[[ Source passage open ]]

The way companies treat their employees is paramount to the health of the company. And paid family leave is a huge part of that. Not only does it benefit the women who just had kids and the new babies they bring home from the hospital—it improves the vitality of a company by lowering turnover rates and boosting morale and productivity.
But what gets a lot less attention: how companies treat the subcontractors they hire. We’re talking about the cleaning crews, the receptionists, the kitchen staff who provide vital work for a company but are not on the payroll—they work for outside, smaller employers.
Microsoft, the biggest software company in the world, is changing that. In 2015, after workers unionized, the company required its contractors to give employers paid vacation and sick days. And last August, Microsoft announced that it will work only with contractors who offer their employees a minimum of twelve weeks of paid parental leave for either birth or adoption. It’s a huge step toward treating all workers with dignity and respect. And it’s a move that helps to close the gap between corporate America and the hourly workers who make up most of the country’s workforce.
In 2018, the United States remains the only industrialized country without a national paid family leave policy. Currently, only one in seven employees in the US gets paid time off after having a baby—that’s 85 percent of workers who are left behind. But companies like Microsoft are taking matters into their own hands in a shift to support more working families, regardless of income level. They’re raising the bar for what the standard should be for all employees.
One of the first things that Mary Barra did when she became the CEO of GM four years ago was promote women. Barra, the first woman to lead any major global auto manufacturer, was set on one thing: radically reshaping an industry long driven by men.
It was not an easy start. Four and a half years before Barra took the job, GM had gone bankrupt and needed a government bailout of $50 billion. A few weeks after she took the job, the company faced its largest recall in its history: Faulty ignition switches led to 124 deaths and forced the company to recall millions of cars, at a cost of over $2 billion.

[[ Source passage closed ]]
[[ Raw data open ]]

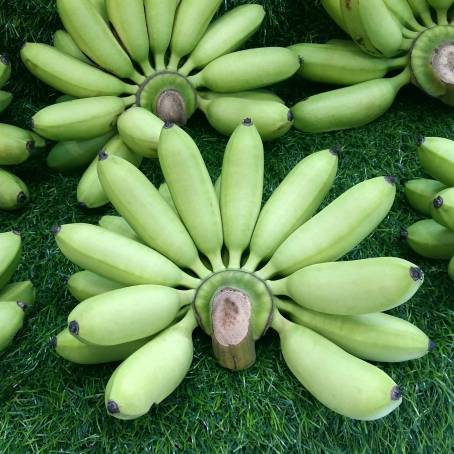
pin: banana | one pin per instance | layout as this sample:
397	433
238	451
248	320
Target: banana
152	373
191	21
421	192
64	43
192	191
85	284
129	21
352	287
94	38
430	239
340	381
80	119
118	258
90	193
10	254
442	209
342	65
348	107
140	130
373	337
69	75
317	241
72	155
71	349
126	314
293	203
139	202
241	189
14	193
272	119
11	321
160	18
436	155
225	35
247	69
19	291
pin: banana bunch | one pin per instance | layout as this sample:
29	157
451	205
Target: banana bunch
14	298
433	198
193	253
394	43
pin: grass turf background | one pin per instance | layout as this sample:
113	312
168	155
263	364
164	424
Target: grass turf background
49	405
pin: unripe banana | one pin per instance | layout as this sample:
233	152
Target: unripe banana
81	119
373	337
247	69
436	155
139	202
241	189
140	130
352	287
126	314
272	119
14	193
90	193
225	35
69	75
118	258
421	192
72	155
94	38
71	349
430	239
348	107
85	284
316	241
340	381
19	291
294	202
192	191
152	373
191	21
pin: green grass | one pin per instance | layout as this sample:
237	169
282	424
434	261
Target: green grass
48	405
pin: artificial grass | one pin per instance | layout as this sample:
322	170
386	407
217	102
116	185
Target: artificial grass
49	405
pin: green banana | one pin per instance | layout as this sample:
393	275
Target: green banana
126	314
80	119
69	75
192	191
14	193
247	69
421	192
90	193
436	155
430	239
352	287
191	21
139	202
156	370
85	284
340	381
118	258
241	189
348	107
225	35
317	241
373	337
293	203
140	130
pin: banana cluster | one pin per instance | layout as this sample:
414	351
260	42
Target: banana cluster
14	298
434	198
193	253
394	43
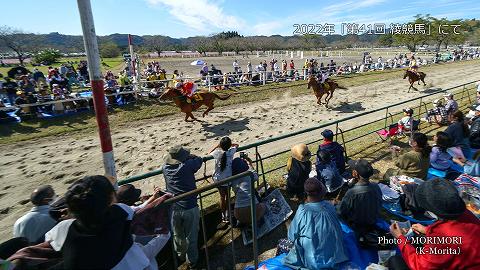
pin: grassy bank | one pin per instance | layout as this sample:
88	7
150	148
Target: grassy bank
84	123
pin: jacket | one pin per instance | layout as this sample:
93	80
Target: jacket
336	151
466	228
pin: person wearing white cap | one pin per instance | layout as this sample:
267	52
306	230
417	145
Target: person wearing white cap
452	105
478	92
438	114
475	128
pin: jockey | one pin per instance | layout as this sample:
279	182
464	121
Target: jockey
413	65
188	89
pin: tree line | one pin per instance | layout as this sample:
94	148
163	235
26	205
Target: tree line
440	35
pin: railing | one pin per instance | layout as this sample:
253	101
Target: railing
214	186
370	127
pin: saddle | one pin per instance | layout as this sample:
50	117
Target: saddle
194	99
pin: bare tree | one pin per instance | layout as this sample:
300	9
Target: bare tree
17	41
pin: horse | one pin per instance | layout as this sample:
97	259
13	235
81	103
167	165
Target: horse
207	99
319	90
413	77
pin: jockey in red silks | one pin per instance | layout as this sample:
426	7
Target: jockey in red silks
188	89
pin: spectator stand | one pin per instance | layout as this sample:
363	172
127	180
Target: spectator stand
356	140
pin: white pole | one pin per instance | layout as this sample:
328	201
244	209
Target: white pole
96	80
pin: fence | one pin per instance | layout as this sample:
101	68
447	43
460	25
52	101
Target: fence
350	137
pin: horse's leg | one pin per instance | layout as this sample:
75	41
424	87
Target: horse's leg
209	108
331	95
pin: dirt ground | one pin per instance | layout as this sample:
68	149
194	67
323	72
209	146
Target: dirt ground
140	146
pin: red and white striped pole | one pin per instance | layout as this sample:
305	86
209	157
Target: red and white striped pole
96	81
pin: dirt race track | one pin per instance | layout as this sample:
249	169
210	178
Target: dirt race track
140	146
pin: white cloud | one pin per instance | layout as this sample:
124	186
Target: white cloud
350	5
267	28
201	15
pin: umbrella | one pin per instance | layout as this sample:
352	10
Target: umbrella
17	71
197	63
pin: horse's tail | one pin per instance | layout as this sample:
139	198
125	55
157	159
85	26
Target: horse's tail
222	98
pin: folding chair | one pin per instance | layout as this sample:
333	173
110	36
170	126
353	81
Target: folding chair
388	133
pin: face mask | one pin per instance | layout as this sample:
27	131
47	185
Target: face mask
432	214
53	199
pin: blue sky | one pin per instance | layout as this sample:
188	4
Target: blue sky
183	18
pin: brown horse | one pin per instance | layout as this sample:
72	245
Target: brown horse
187	108
319	90
413	77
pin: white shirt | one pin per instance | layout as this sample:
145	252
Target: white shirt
217	155
34	224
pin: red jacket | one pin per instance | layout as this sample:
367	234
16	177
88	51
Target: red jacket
466	228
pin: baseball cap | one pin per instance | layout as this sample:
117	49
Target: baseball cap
327	134
362	167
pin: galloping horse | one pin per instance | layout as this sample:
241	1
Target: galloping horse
413	77
187	108
319	90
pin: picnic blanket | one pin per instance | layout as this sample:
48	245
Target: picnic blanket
277	212
359	258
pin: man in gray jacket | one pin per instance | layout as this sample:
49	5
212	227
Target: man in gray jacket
179	173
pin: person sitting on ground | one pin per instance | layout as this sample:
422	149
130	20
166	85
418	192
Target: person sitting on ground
360	207
335	150
451	106
474	137
406	122
438	113
439	158
315	232
328	174
470	167
179	174
98	236
440	198
37	222
414	163
243	193
223	154
299	167
459	133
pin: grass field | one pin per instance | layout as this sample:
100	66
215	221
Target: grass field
126	115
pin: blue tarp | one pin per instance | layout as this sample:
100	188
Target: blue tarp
359	258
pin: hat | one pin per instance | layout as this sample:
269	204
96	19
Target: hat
408	111
437	102
327	134
362	167
238	166
440	197
41	193
300	152
314	187
128	194
176	155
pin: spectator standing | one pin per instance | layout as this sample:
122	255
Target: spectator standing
223	154
179	173
299	167
37	222
360	207
335	150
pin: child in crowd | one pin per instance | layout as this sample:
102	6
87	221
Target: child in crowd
223	154
439	158
405	124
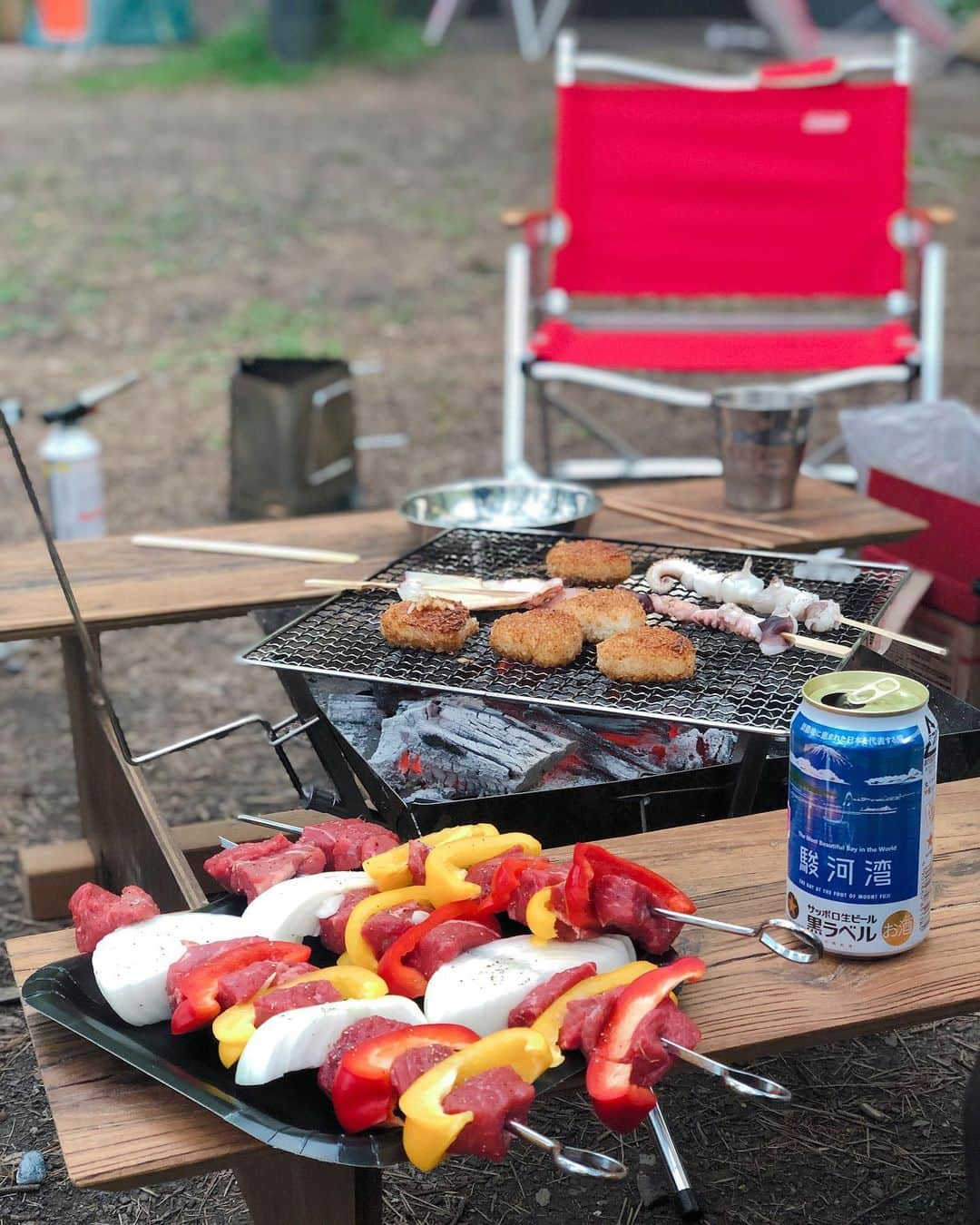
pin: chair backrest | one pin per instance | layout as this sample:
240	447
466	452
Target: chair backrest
763	190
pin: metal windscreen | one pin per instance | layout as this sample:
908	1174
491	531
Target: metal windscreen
734	686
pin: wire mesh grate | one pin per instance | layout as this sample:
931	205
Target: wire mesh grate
734	686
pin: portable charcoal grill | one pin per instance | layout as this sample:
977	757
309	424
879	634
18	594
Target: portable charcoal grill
735	688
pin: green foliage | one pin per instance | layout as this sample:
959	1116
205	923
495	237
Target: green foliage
364	32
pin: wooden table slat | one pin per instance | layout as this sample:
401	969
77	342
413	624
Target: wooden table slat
120	584
749	1002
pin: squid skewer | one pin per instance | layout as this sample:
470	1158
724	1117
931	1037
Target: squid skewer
742	587
773	633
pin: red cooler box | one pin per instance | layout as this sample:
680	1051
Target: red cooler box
949	614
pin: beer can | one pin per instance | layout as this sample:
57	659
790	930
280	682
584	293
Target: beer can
861	808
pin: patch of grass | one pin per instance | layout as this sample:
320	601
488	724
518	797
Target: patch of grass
240	54
280	331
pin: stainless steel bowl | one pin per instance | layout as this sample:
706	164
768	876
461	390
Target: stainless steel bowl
501	504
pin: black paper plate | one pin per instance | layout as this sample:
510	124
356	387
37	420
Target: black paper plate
289	1113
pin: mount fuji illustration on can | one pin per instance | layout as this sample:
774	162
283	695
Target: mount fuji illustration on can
861	798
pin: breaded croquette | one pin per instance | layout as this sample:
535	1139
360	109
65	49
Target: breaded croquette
605	612
427	625
652	653
597	563
543	636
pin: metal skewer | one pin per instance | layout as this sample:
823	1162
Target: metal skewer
685	1200
762	931
746	1084
571	1161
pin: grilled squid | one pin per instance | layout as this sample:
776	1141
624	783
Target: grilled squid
730	619
744	587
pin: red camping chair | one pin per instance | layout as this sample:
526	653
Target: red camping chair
788	184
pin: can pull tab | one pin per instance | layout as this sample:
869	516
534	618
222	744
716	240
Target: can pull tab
867	693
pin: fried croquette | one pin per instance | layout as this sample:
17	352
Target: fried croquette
652	653
605	612
597	563
427	625
544	637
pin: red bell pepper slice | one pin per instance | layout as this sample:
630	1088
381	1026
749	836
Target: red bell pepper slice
198	990
591	861
620	1104
363	1093
507	877
405	979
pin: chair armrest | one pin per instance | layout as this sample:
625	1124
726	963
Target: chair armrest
517	218
940	214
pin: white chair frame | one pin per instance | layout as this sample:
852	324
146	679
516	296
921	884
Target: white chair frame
534	34
522	311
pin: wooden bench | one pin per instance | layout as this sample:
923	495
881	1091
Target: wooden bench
119	1130
120	585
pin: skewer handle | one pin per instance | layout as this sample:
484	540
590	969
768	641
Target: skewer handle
812	948
746	1084
267	823
895	636
583	1162
685	1200
242	549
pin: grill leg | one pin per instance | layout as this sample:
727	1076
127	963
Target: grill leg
324	744
750	773
280	1189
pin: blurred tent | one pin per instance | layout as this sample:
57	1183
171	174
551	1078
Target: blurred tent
79	24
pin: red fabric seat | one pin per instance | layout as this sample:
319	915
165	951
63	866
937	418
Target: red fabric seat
724	352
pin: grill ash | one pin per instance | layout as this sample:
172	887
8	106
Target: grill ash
467	748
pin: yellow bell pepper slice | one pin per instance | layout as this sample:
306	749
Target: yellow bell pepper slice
549	1023
235	1025
446	867
429	1131
541	917
389	868
358	951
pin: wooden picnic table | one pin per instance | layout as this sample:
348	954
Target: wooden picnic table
120	585
120	1130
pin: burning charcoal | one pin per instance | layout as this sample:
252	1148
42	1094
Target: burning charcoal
604	759
358	718
465	749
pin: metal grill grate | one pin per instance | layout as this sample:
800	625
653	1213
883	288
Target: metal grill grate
735	686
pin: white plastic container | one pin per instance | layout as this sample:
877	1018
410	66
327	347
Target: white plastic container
71	459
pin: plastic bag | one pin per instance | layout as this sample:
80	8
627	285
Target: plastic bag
934	445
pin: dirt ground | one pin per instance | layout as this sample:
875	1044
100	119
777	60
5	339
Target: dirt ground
173	233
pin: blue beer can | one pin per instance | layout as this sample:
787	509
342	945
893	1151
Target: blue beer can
861	810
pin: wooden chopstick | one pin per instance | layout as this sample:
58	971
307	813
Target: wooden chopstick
816	646
676	521
242	549
353	584
895	634
732	521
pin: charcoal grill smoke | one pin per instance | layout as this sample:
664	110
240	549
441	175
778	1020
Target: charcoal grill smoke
465	748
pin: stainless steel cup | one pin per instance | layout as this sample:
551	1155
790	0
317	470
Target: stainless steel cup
761	437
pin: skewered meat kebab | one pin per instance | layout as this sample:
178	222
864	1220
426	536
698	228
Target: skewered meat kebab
644	906
742	587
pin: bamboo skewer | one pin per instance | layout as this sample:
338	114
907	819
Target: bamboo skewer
676	521
816	646
354	584
737	521
244	549
895	636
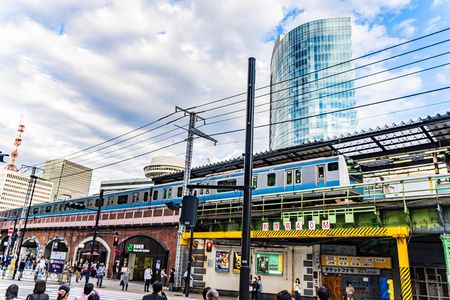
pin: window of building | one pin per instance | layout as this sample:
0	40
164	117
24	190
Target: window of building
333	167
271	179
229	182
123	199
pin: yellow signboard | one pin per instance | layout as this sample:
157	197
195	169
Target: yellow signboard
356	261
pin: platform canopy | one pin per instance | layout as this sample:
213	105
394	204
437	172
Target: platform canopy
396	146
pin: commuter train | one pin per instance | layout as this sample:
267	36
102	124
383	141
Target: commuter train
271	180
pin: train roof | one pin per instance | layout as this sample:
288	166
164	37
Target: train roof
373	149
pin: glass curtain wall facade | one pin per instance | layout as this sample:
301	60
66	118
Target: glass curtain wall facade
311	78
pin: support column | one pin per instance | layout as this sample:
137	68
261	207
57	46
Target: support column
405	273
446	244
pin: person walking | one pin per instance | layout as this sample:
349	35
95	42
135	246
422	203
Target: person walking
171	279
147	278
259	288
21	268
254	288
39	291
11	292
89	293
350	291
125	277
297	289
155	295
63	292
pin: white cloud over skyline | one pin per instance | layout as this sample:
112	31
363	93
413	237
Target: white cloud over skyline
82	72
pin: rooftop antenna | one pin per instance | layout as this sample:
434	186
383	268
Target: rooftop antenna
12	163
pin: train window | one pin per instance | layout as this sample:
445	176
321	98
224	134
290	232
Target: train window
289	177
333	167
298	176
123	199
320	172
271	179
229	182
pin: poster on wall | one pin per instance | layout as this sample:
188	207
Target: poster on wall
236	262
269	263
222	261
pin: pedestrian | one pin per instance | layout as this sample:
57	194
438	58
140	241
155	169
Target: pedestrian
284	295
297	289
259	288
187	281
350	291
164	277
205	291
39	291
171	279
11	292
157	288
89	293
125	277
322	293
63	292
22	265
147	278
100	274
254	288
212	294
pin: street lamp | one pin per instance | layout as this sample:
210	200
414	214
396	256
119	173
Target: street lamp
97	218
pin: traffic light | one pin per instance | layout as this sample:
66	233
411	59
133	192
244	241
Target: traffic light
209	246
75	205
2	156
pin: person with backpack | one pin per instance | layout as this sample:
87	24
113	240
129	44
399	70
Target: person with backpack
89	293
157	288
39	291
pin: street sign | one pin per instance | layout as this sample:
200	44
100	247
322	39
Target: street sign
312	225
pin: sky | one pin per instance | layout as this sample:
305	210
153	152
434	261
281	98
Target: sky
79	73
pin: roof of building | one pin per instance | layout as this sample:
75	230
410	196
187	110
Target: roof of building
404	144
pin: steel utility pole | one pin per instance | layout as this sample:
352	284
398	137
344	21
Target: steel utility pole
192	131
26	210
244	280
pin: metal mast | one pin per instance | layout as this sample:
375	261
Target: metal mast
187	176
12	162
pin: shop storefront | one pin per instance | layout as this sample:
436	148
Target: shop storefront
140	252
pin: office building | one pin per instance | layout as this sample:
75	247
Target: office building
311	77
70	180
14	187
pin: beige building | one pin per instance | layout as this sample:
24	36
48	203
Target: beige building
14	187
70	180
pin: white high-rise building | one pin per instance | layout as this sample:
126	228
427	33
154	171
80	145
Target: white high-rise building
14	187
70	180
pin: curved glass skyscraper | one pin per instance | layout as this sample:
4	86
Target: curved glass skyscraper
309	83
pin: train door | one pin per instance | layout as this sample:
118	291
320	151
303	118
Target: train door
320	176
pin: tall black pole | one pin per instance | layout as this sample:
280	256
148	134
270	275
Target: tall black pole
33	177
188	279
244	281
97	219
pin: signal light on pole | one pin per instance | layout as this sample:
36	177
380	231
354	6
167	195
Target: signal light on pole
209	246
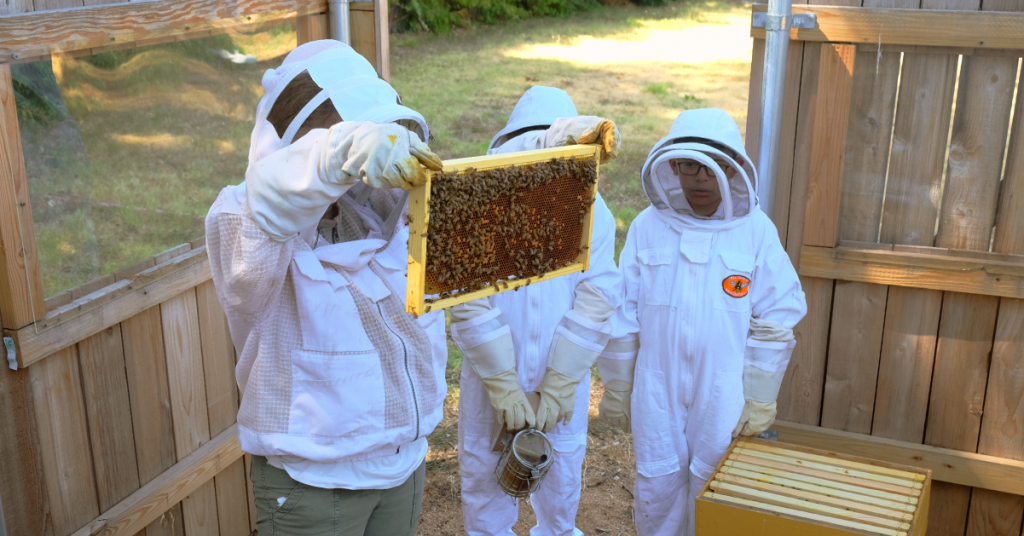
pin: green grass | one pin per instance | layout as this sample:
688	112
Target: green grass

[[ Raw data closed ]]

### Problems to solve:
(a) Summarize the passage on employers and workers in two sentences.
(b) Answer these questions using the passage on employers and workers.
(i) How many weeks of paid parental leave must Microsoft's contractors offer their employees at minimum?
(ii) What share of employees in the US get paid time off after having a baby?
(iii) How many deaths were linked to GM's faulty ignition switches?
(c) Give the next several sentences of the passage on employers and workers, starting after its final sentence.
The records were drawn from a different source than the passage.

### Results:
(a) How companies treat workers matters, including subcontractors who are not on the payroll, and Microsoft now works only with contractors who offer at least twelve weeks of paid parental leave, after earlier requiring paid vacation and sick days, in a country that remains the only industrialized one without national paid family leave. Mary Barra, the first woman to lead a major global automaker, set out to promote women and reshape the industry at GM, taking over after the company's bankruptcy and then facing its largest recall.

(b)
(i) Twelve weeks.
(ii) One in seven.
(iii) 124.

(c)
GM needed to get it together. And Barra, who had been with the company since she was eighteen years old, persisted. She testified in front of Congress. She convinced US senators that the company was on the mend. And once she was in charge, she named Alicia Boler Davis executive vice president of global manufacturing and appointed another woman, Kim Brycz, senior vice president of human resources.
And this year, GM had another industry first: It named thirty-nine-year-old Dhivya Suryadevara CFO, making it the only auto company to have both a female CEO and a female CFO.
That’s a sea change for GM—a company that was struggling to claw itself out of the post–Great Recession rubble less than a decade ago and a company whose board of directors was almost entirely male. “If ever a board of directors needed shuffling, it was GM’s,” wrote Steven Rattner, the lead advisor to the Presidential Task Force on the Auto Industry in 2009 for the Obama administration.
Today, the twelve-person board is half female. And the company has had some big wins, like unveiling the Chevy Bolt in 2017, the first mass-market electric car. But it hasn’t been easy. GM recently announced it plans to lay off 14,000 North American workers, but that’s part of a larger plan, says Barra, to shift away from building Hummers and Cadillacs and to invest in electric and self-driving cars. GM plans to unveil twenty new electric models by 2023. Ambitious, yes, but after rising from the ashes of bankruptcy and turning the company around with the help of some key leaders like Barra, GM is showing no signs of slowing down.